+++ Task material

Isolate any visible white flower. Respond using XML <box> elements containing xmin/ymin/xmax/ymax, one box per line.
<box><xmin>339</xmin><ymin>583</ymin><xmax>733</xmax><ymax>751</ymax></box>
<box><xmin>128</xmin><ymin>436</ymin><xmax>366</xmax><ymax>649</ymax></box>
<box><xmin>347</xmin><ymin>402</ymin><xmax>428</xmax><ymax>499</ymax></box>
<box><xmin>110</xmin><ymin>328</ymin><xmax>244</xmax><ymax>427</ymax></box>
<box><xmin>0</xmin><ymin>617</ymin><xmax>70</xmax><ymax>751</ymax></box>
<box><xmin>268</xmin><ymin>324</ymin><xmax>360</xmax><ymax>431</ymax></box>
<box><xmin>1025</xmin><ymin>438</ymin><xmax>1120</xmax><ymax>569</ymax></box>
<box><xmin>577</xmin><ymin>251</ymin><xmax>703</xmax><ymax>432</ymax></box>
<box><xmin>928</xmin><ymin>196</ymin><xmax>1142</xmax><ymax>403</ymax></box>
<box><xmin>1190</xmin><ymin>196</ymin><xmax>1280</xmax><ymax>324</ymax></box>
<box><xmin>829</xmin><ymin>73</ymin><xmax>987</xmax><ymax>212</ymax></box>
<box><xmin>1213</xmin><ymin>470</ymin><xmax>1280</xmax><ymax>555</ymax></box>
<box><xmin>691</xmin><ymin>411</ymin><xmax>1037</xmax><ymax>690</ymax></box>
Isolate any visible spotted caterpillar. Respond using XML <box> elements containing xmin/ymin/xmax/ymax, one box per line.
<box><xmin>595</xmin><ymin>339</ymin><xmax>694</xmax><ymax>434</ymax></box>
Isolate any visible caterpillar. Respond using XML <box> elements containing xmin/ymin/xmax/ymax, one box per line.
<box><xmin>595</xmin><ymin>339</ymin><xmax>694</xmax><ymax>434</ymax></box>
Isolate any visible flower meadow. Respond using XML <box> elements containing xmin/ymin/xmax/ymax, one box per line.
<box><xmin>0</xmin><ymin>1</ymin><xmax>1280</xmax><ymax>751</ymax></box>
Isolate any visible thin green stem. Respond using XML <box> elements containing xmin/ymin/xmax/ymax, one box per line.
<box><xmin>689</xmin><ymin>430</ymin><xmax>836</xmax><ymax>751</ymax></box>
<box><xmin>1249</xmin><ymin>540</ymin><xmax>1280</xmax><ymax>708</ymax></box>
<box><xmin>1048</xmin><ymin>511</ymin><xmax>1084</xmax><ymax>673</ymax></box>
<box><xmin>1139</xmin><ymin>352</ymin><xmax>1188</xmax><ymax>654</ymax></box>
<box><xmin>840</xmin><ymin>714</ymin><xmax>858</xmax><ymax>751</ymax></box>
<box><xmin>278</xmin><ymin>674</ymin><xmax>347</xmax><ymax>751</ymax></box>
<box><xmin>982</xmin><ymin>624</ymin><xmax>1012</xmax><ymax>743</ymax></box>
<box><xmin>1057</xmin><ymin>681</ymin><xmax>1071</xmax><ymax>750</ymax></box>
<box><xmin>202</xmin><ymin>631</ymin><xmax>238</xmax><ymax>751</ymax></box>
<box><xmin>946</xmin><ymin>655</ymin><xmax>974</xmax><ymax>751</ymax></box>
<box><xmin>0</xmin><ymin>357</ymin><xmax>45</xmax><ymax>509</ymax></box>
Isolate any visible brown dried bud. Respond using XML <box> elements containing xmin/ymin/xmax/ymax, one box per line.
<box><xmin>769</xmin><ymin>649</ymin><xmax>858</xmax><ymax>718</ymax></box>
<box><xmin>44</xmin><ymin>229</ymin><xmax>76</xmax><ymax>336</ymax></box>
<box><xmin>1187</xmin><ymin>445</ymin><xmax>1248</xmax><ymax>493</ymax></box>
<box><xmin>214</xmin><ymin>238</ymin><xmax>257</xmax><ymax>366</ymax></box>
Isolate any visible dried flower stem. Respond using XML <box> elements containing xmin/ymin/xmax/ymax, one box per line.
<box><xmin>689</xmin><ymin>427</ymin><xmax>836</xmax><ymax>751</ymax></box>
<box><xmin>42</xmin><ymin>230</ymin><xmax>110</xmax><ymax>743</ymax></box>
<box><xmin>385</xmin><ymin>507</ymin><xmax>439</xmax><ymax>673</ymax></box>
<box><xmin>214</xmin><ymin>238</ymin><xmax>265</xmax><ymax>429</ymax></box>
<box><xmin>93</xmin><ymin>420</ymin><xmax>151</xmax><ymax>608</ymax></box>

++++++

What is being asked = Please output the complete data exactly.

Written response =
Isolate any visible white flower. Respond using XML <box> elements containing xmin/ymin/xmax/ymax, one box per line.
<box><xmin>339</xmin><ymin>583</ymin><xmax>733</xmax><ymax>751</ymax></box>
<box><xmin>128</xmin><ymin>436</ymin><xmax>366</xmax><ymax>649</ymax></box>
<box><xmin>347</xmin><ymin>402</ymin><xmax>428</xmax><ymax>499</ymax></box>
<box><xmin>110</xmin><ymin>328</ymin><xmax>244</xmax><ymax>427</ymax></box>
<box><xmin>0</xmin><ymin>617</ymin><xmax>70</xmax><ymax>751</ymax></box>
<box><xmin>268</xmin><ymin>324</ymin><xmax>360</xmax><ymax>431</ymax></box>
<box><xmin>1025</xmin><ymin>438</ymin><xmax>1120</xmax><ymax>569</ymax></box>
<box><xmin>577</xmin><ymin>251</ymin><xmax>703</xmax><ymax>432</ymax></box>
<box><xmin>928</xmin><ymin>196</ymin><xmax>1142</xmax><ymax>403</ymax></box>
<box><xmin>1190</xmin><ymin>196</ymin><xmax>1280</xmax><ymax>324</ymax></box>
<box><xmin>829</xmin><ymin>73</ymin><xmax>987</xmax><ymax>212</ymax></box>
<box><xmin>1213</xmin><ymin>470</ymin><xmax>1280</xmax><ymax>555</ymax></box>
<box><xmin>691</xmin><ymin>411</ymin><xmax>1037</xmax><ymax>690</ymax></box>
Isolate any visible spotted caterpillar. Respond using XML <box> elements containing xmin/ymin/xmax/ymax, one box per line.
<box><xmin>595</xmin><ymin>339</ymin><xmax>694</xmax><ymax>434</ymax></box>
Isolate any visible caterpillar. Respond using XML <box> elements containing xmin/ymin/xmax/ymax, one box per line.
<box><xmin>595</xmin><ymin>339</ymin><xmax>694</xmax><ymax>434</ymax></box>
Isolate any visible flower meadow. Respond using XML <box> elements containing xmin/ymin/xmax/ymax, one box per line.
<box><xmin>0</xmin><ymin>1</ymin><xmax>1280</xmax><ymax>751</ymax></box>
Isolate any visible thin green stem. Respond using XML <box> elements containing xmin/ymin/xmax/ymax, one box per line.
<box><xmin>689</xmin><ymin>430</ymin><xmax>836</xmax><ymax>751</ymax></box>
<box><xmin>1249</xmin><ymin>540</ymin><xmax>1280</xmax><ymax>708</ymax></box>
<box><xmin>1048</xmin><ymin>511</ymin><xmax>1084</xmax><ymax>673</ymax></box>
<box><xmin>1139</xmin><ymin>352</ymin><xmax>1188</xmax><ymax>654</ymax></box>
<box><xmin>840</xmin><ymin>714</ymin><xmax>858</xmax><ymax>751</ymax></box>
<box><xmin>278</xmin><ymin>674</ymin><xmax>347</xmax><ymax>751</ymax></box>
<box><xmin>982</xmin><ymin>624</ymin><xmax>1012</xmax><ymax>743</ymax></box>
<box><xmin>1057</xmin><ymin>681</ymin><xmax>1071</xmax><ymax>750</ymax></box>
<box><xmin>202</xmin><ymin>631</ymin><xmax>238</xmax><ymax>751</ymax></box>
<box><xmin>946</xmin><ymin>655</ymin><xmax>974</xmax><ymax>751</ymax></box>
<box><xmin>0</xmin><ymin>357</ymin><xmax>45</xmax><ymax>509</ymax></box>
Isolate any visible brown dried bud. Respond using XML <box> elements containing xmin/ymin/xmax/ymax, one box per line.
<box><xmin>769</xmin><ymin>649</ymin><xmax>858</xmax><ymax>718</ymax></box>
<box><xmin>44</xmin><ymin>229</ymin><xmax>76</xmax><ymax>336</ymax></box>
<box><xmin>1187</xmin><ymin>445</ymin><xmax>1248</xmax><ymax>493</ymax></box>
<box><xmin>214</xmin><ymin>238</ymin><xmax>257</xmax><ymax>366</ymax></box>
Isolate any visible dried flower stem. Respond using XML <box> elements containing xmin/ymin/xmax/ymax, one box per line.
<box><xmin>689</xmin><ymin>427</ymin><xmax>836</xmax><ymax>751</ymax></box>
<box><xmin>42</xmin><ymin>230</ymin><xmax>110</xmax><ymax>743</ymax></box>
<box><xmin>385</xmin><ymin>507</ymin><xmax>439</xmax><ymax>673</ymax></box>
<box><xmin>214</xmin><ymin>238</ymin><xmax>265</xmax><ymax>429</ymax></box>
<box><xmin>93</xmin><ymin>420</ymin><xmax>151</xmax><ymax>608</ymax></box>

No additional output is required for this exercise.